Source records Block Start

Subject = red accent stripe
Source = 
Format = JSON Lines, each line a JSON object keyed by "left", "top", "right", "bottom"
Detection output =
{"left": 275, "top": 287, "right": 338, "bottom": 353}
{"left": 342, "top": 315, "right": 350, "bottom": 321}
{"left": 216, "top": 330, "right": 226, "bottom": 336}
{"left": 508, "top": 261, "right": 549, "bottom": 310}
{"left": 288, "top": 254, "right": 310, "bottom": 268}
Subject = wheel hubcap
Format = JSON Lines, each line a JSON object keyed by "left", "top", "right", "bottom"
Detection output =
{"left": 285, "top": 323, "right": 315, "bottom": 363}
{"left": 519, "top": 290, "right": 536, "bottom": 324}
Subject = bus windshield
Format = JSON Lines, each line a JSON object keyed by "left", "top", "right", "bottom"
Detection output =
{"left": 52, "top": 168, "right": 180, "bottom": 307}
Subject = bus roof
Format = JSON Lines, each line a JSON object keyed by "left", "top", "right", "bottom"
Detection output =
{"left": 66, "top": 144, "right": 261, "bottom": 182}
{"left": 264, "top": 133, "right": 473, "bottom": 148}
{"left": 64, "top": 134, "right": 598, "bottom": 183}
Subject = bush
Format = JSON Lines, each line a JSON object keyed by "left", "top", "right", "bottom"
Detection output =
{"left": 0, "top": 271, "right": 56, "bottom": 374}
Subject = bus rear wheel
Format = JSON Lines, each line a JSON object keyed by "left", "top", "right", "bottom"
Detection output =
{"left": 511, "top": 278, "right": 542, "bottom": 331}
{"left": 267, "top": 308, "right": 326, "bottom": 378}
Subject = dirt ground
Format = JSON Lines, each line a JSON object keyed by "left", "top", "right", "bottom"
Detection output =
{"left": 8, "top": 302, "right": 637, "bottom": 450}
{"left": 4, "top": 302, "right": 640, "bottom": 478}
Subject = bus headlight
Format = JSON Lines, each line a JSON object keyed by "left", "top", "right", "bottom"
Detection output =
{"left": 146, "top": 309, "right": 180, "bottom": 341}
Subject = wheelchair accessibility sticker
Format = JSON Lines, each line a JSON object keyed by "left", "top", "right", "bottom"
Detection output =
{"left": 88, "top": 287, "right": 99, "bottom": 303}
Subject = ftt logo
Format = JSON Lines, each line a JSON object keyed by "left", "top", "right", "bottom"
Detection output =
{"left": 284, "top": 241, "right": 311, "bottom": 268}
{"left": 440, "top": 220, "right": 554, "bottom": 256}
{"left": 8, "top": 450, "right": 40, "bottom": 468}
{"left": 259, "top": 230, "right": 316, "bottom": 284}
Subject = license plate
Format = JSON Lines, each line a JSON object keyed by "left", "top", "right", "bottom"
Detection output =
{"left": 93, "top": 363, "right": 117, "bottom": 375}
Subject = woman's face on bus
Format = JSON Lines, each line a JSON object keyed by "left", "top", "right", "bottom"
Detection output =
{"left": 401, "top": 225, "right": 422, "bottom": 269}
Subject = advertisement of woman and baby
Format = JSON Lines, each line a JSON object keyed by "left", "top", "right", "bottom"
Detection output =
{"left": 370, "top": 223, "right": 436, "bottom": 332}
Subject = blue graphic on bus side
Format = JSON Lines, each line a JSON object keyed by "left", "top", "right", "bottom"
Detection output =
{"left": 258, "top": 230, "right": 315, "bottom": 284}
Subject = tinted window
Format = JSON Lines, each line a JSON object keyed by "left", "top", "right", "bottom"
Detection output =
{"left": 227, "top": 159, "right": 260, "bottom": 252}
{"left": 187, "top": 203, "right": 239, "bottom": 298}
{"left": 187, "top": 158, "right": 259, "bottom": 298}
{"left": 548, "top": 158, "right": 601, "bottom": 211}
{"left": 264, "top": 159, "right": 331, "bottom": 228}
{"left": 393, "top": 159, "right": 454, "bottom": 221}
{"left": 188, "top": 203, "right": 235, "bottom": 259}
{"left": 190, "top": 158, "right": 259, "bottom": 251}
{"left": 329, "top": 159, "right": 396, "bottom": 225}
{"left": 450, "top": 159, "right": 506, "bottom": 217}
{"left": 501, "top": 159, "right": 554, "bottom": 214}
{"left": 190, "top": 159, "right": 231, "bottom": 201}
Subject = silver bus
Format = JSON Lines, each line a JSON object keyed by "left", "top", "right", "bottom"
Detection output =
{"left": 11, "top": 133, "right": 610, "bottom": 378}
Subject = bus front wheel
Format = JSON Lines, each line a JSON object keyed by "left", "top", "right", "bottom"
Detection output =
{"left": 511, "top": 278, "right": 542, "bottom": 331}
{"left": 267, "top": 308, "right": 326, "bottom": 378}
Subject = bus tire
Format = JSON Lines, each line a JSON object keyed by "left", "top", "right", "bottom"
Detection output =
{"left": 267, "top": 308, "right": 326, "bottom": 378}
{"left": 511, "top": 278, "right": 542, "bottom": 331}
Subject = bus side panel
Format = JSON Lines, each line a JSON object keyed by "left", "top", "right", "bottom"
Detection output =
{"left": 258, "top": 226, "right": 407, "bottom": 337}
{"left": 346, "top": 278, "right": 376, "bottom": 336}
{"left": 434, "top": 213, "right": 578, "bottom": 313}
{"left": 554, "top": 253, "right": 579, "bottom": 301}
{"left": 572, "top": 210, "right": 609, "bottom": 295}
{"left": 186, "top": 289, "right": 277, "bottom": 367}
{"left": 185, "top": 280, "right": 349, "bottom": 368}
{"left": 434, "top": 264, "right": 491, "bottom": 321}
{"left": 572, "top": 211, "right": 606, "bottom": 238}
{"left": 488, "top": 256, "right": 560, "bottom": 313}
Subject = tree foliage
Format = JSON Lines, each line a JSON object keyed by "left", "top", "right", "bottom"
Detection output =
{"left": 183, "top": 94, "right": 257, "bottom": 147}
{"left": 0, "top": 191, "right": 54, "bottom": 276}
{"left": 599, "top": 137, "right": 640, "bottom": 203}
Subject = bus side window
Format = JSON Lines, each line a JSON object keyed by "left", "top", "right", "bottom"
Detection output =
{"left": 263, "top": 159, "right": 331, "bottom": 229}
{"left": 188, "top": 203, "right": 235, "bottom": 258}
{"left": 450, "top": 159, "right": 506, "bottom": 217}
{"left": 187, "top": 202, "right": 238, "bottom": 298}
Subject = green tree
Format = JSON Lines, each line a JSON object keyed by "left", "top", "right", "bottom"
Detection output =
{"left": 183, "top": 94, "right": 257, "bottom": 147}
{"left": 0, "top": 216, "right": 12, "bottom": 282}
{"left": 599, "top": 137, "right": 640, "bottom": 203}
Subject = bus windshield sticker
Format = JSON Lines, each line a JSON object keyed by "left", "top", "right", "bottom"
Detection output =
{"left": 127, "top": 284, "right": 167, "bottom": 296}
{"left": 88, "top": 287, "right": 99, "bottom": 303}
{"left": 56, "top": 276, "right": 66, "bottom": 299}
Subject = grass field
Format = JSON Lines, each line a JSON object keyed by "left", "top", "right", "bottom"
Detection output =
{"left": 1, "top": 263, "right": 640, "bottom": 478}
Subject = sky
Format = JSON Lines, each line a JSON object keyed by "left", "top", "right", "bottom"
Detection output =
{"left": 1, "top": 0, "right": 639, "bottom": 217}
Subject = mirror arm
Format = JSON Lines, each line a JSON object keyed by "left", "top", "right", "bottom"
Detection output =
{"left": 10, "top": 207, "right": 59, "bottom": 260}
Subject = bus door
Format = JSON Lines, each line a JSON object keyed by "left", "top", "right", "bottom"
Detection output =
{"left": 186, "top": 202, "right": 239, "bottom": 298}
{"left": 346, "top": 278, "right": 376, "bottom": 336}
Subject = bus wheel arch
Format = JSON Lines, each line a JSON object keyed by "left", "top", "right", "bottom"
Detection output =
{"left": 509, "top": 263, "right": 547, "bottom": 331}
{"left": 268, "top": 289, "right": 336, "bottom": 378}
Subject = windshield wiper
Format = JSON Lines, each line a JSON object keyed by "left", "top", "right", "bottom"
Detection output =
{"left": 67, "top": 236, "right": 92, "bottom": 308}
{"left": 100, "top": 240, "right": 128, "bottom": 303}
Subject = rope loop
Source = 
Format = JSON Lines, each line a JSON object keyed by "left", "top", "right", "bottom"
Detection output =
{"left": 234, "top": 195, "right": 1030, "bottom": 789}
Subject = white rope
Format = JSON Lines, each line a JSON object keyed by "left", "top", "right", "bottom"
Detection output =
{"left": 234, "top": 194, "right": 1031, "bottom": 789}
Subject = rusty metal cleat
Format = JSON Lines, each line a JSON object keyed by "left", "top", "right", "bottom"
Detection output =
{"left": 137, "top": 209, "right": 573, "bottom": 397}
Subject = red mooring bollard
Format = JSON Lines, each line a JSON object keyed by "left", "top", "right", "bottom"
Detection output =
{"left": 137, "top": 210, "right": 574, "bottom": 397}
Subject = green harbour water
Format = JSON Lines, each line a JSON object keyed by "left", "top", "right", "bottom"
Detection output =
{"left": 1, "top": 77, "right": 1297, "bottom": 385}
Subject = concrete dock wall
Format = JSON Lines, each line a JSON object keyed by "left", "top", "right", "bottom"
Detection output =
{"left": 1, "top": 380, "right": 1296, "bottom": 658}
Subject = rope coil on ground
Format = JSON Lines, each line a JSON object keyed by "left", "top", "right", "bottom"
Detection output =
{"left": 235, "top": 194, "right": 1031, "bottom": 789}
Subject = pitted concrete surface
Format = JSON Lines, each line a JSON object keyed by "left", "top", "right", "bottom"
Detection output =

Source records Block End

## Problem description
Would you please copy exactly the part of the entries above that begins at the line containing "Subject = bus headlight" and ends at the line containing "Subject = ftt logo", both lines included?

## Response box
Subject = bus headlight
Format = JSON Lines, each line a JSON object keyed by "left", "top", "right", "bottom"
Detection output =
{"left": 146, "top": 309, "right": 180, "bottom": 341}
Subject = wheelchair accessibility sticker
Format = JSON Lines, each line a JSON object keyed by "left", "top", "right", "bottom"
Detection output =
{"left": 88, "top": 287, "right": 99, "bottom": 303}
Subject = ftt logo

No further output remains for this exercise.